- [What the task asks]:
Rewrite the listing below, replacing every "Recorded points" with "Logged points" and leaving everything else unchanged.

START

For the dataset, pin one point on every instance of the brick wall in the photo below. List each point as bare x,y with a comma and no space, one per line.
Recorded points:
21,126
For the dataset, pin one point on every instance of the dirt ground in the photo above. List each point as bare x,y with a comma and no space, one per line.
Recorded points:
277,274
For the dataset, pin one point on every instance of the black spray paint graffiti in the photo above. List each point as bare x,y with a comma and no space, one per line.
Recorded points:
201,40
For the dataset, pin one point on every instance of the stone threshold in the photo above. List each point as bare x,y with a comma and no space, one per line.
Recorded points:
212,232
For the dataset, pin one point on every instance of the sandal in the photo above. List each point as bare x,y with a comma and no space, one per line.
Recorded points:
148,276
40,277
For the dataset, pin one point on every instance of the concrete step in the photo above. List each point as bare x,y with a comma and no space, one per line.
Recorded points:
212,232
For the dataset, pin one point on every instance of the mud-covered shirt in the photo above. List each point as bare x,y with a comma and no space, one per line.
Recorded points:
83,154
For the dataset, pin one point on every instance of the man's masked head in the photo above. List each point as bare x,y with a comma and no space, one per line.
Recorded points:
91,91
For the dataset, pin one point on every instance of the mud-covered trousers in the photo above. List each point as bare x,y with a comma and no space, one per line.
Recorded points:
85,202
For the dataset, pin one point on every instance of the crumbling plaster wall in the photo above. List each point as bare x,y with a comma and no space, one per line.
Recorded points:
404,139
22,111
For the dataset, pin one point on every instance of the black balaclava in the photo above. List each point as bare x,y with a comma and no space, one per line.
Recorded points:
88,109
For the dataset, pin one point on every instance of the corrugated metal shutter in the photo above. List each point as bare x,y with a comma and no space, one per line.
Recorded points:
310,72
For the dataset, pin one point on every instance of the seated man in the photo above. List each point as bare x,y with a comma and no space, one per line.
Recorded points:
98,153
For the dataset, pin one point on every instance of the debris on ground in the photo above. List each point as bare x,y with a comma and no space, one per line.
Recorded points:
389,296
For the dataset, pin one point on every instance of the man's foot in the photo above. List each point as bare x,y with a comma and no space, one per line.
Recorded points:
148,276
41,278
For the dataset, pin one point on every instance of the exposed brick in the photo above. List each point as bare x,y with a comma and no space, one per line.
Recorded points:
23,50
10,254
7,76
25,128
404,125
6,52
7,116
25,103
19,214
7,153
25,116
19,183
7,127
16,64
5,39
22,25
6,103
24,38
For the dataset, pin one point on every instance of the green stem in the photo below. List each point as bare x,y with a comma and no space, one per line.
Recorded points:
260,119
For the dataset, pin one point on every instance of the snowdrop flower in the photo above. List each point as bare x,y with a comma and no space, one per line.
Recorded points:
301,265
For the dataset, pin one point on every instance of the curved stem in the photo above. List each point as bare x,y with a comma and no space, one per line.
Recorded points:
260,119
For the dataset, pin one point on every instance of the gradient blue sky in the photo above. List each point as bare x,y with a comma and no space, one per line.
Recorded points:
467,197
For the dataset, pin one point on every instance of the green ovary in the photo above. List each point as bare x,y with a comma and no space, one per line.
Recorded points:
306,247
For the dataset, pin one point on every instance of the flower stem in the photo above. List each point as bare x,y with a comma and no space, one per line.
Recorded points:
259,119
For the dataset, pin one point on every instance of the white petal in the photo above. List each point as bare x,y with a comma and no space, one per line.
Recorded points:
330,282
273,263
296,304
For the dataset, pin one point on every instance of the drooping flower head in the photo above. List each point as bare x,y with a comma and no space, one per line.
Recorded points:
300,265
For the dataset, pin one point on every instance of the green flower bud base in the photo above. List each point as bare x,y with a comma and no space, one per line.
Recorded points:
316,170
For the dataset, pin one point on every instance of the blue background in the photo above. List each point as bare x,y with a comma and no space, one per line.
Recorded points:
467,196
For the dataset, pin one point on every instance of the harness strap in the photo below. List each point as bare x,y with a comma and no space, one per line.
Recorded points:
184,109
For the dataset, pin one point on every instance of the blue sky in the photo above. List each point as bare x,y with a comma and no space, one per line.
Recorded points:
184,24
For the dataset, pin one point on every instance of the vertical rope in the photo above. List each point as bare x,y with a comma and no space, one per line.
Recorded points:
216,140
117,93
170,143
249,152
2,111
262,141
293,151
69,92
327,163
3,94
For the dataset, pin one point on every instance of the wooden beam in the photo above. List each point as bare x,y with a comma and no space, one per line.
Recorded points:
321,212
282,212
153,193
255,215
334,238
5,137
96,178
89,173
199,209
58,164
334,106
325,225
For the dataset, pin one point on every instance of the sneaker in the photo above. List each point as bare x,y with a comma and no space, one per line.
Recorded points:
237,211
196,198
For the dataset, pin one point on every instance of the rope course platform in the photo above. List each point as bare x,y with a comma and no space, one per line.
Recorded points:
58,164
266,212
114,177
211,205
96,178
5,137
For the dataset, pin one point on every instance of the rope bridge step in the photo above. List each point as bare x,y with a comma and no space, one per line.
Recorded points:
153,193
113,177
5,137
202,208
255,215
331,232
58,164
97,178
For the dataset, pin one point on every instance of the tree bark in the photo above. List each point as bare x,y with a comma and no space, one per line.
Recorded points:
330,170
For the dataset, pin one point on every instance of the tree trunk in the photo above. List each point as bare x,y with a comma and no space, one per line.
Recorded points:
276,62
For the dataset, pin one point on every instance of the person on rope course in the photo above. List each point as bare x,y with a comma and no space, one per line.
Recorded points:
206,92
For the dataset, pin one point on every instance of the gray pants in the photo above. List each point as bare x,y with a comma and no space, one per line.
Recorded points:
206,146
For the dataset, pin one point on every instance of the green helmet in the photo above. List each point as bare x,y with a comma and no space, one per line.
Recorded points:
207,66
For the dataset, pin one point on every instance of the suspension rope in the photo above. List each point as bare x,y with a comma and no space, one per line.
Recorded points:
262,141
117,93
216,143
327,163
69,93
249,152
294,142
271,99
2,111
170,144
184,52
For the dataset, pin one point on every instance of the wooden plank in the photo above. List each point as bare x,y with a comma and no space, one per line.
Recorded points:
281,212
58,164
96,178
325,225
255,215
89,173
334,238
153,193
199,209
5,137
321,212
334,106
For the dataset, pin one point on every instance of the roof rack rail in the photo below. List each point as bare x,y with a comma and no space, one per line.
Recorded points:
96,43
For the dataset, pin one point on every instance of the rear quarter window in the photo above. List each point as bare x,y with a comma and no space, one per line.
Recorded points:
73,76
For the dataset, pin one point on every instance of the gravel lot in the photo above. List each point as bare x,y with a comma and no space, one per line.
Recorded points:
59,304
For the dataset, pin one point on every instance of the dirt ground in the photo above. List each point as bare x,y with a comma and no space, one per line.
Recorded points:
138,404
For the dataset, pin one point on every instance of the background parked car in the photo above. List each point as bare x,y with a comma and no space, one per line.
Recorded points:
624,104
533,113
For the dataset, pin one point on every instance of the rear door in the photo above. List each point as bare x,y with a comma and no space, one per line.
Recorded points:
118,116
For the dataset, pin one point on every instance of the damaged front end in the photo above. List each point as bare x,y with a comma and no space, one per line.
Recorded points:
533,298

END

- [Response]:
For the dataset, pin one point on every instance of the brick wall in the photo below. List each point as bare x,y with a comma and no space, one per line.
Logged points:
21,126
For the dataset, pin one point on every instance of the dirt ground in the photo above. List each point as bare x,y with a comma and no space, one per line.
Logged points:
277,274
For the dataset, pin one point on every instance of the black spray paint graffiti in the photo above. List each point as bare x,y with a comma and no space, one per line.
Logged points:
201,40
For the dataset, pin one point on every instance of the stone threshold in the photo above. List each point as bare x,y with a comma and no space, one per line.
Logged points:
212,232
For the dataset, pin one point on every instance of the sandal in the photo above. List each point as bare x,y with a comma and no space, one per line.
Logged points:
148,276
40,277
For the dataset, pin one point on every instance of the concrete step in the photo above. List each point as bare x,y with a comma and no space, one per line.
Logged points:
212,232
For the dataset, pin one point on every instance of the mud-covered shirt in the photo above. List each point as bare x,y with a comma and no space, one per line.
Logged points:
83,154
For the dataset, pin one point on every instance of the man's masked head in the photo above. List each point as bare x,y with a comma and no space, one per line.
Logged points:
91,91
For the dataset, pin one point on every instance of the mud-covered trousers in the photo above. List each point as bare x,y with a comma and no space, one per line.
Logged points:
85,202
For the dataset, pin one point on every instance of the crumbling plaster wall in the photo above. List each point as bare x,y with a comma and no space, one per line.
Logged points:
404,139
22,111
For the dataset, pin one point on every instance of the black balaclava in the photo above. List each point as bare x,y with a comma and no space, one per line.
Logged points:
88,109
For the dataset, pin one point on every instance of the corrugated metal shutter in the photo above. List each point as bare x,y with a comma and no space, one per line.
Logged points:
310,72
For the dataset, pin one point on every instance of the seated man in the photo above. List each point as bare x,y with a comma and no space, one per line.
Logged points:
98,153
For the dataset, pin one point on every instance of the debris on ground in the photo above. List each point as bare x,y with a comma and no space, one per line.
Logged points:
389,296
For the dataset, pin one point on every instance of the man's foot in the photo above. List each point as bare x,y with a comma and no space, one per line.
Logged points:
148,276
41,278
For the dataset, pin one point on every instance of the exposed brick in the photo above. List each point as bare x,y with a comma and no space, one per line.
Logged points:
23,50
10,254
7,76
25,128
404,125
6,52
7,116
25,103
19,214
7,153
25,116
19,183
7,127
16,64
5,39
22,25
6,103
24,38
For the dataset, pin one point on every instance of the green stem in the photo below. List each point as bare x,y with a comma and no space, one per line.
Logged points:
260,119
For the dataset, pin one point on every instance of the snowdrop flower in the photo above. List each point as bare x,y with a comma and no space, one per line.
Logged points:
301,265
For the dataset, pin one point on every instance of the curved stem in the photo above. List each point as bare x,y with a comma and no space, one per line.
Logged points:
260,119
For the dataset, pin one point on every instance of the gradient blue sky in the photo above. List each point as bare x,y with a comma and no space, one per line.
Logged points:
467,197
For the dataset, pin one point on every instance of the green ovary in the photo above. List each point as bare x,y with a comma and no space, one per line.
Logged points:
306,247
For the dataset, pin one point on every instance of the flower stem in the photo above. List each point as bare x,y with a comma and no space, one per line.
Logged points:
259,119
For the dataset, pin one point on every instance of the white petal in the photo above. List each point as bare x,y with a comma and no space, one per line.
Logged points:
330,282
273,263
296,304
For the dataset, pin one point on every instance of the drooping flower head in the photo above. List each point as bare x,y with a comma and no space, one per line.
Logged points:
300,265
For the dataset, pin one point on every instance of the green flower bud base in the photo above. List each point as bare x,y with a comma and no space, one per line.
Logged points:
316,170
For the dataset, pin one point on every instance of the blue background in the photo above. List each point as bare x,y with a comma and no space, one per line.
Logged points:
467,196
For the dataset, pin one point on every instance of the harness strap in the photo below. List each point as bare x,y with a comma and no space, one per line.
Logged points:
184,109
For the dataset, pin one point on every instance of the blue sky in the photo above. List each point as bare x,y with a comma and no space, one per line.
Logged points:
184,24
For the dataset, pin one point on every instance of the vertical rope in the photo above. List each point as bare x,y with a comma and no space, one per line.
Logged points:
216,140
117,93
170,143
249,152
2,111
262,141
293,151
69,92
327,163
3,94
For the dataset, pin one point on every instance of the wooden beam in the photo above. List each point as bare x,y with a comma and no space, one per line.
Logged points:
321,212
282,212
153,193
255,215
334,238
5,137
96,178
89,173
199,209
58,164
334,106
325,225
For the dataset, pin one point on every instance of the sneaker in the photo above. List each point as bare x,y with a comma and no space, one per line.
Logged points:
237,211
196,198
For the dataset, pin one point on every instance of the rope course platform in the photo above. List each point as bare x,y with a comma and no space, one per line.
Logged points:
58,164
266,212
114,177
211,205
96,178
5,137
For the dataset, pin one point on every instance of the rope bridge step in the photo above. List each point as bare x,y with a comma and no space, one per line.
Logged points:
153,193
113,177
5,137
202,208
255,215
331,232
58,164
97,178
For the dataset, pin one point on every instance of the tree bark in the photo above. List each point as bare x,y with a comma and no space, one per line.
Logged points:
330,170
For the dataset, pin one point on every instance of the tree trunk in the photo above. List each point as bare x,y with a comma and no space, one per line.
Logged points:
276,62
For the dataset, pin one point on every instance of the person on rope course in the photo above. List each point as bare x,y with a comma and no space, one per line.
Logged points:
206,92
For the dataset, pin one point on every instance of the gray pants in the photo above. List each point as bare x,y with a comma and no space, one per line.
Logged points:
206,146
For the dataset, pin one point on every instance of the green helmet in the photo above. List each point as bare x,y with a comma and no space, one per line.
Logged points:
207,66
For the dataset, pin one point on every instance of the suspension rope in the photo above. List each point as bare x,y with a comma and no space, one per line.
Logged points:
262,141
117,93
216,143
327,163
69,93
249,152
294,142
271,99
2,111
170,144
184,52
For the dataset, pin one point on every instance of the wooden plank in the photo above. List each point as bare x,y with a comma and no space, one per line.
Logged points:
281,212
58,164
96,178
325,225
255,215
89,173
334,238
153,193
199,209
5,137
321,212
334,106
For the dataset, pin one point on every instance of the roof rack rail in the photo below. List each point as bare x,y with a comma and no space, one per line.
Logged points:
96,43
For the dataset, pin one point on every instance of the rear quarter window in the photo above. List each point as bare x,y with a comma and no space, one per line.
Logged points:
73,76
For the dataset, pin one point on every instance of the gravel lot in the photo above. List each point as bare x,y with a comma and no space, one per line.
Logged points:
59,304
For the dataset, pin one point on every instance of the dirt ground in the photo above. List each point as bare x,y with a comma and no space, one per line.
Logged points:
138,404
For the dataset, pin one point on every instance of the background parked car in the photo above. List each point as bare x,y with a comma and no space, one per line.
Logged points:
624,104
533,113
For the dataset, pin one point on every instance of the rear door in the photo above. List each point as bare x,y with a comma and no space, one per line.
Logged points:
118,116
For the dataset, pin one point on every instance of the damaged front end in the photo above. List each point as bare x,y with a comma and no space, one per line.
Logged points:
533,298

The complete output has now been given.